**What this task involves**. Count the lines in the records below that contain the word "roof". Reply with that number alone.

---*---

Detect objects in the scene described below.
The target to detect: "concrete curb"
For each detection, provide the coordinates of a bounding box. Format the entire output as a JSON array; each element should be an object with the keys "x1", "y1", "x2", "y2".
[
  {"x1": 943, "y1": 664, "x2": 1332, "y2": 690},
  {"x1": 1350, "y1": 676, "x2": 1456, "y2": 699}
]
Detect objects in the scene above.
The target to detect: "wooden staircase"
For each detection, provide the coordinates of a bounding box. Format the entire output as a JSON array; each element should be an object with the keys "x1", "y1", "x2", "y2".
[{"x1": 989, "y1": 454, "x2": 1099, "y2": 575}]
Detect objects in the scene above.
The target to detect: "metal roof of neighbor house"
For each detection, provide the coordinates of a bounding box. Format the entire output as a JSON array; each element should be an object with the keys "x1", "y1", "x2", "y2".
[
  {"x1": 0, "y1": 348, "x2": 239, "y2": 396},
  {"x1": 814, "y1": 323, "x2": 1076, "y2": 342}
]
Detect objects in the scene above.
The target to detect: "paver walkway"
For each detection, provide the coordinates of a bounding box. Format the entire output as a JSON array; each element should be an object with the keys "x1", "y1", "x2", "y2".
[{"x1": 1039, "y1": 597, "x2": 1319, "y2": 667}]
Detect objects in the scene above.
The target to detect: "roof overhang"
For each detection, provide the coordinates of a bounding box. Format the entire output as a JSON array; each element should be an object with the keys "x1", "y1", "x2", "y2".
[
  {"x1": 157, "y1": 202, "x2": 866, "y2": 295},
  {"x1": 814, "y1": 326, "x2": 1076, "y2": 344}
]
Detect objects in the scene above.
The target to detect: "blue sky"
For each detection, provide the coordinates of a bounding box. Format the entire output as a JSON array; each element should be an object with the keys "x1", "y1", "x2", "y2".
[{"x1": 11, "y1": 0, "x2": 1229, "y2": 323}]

---*---

**Response to this task**. 2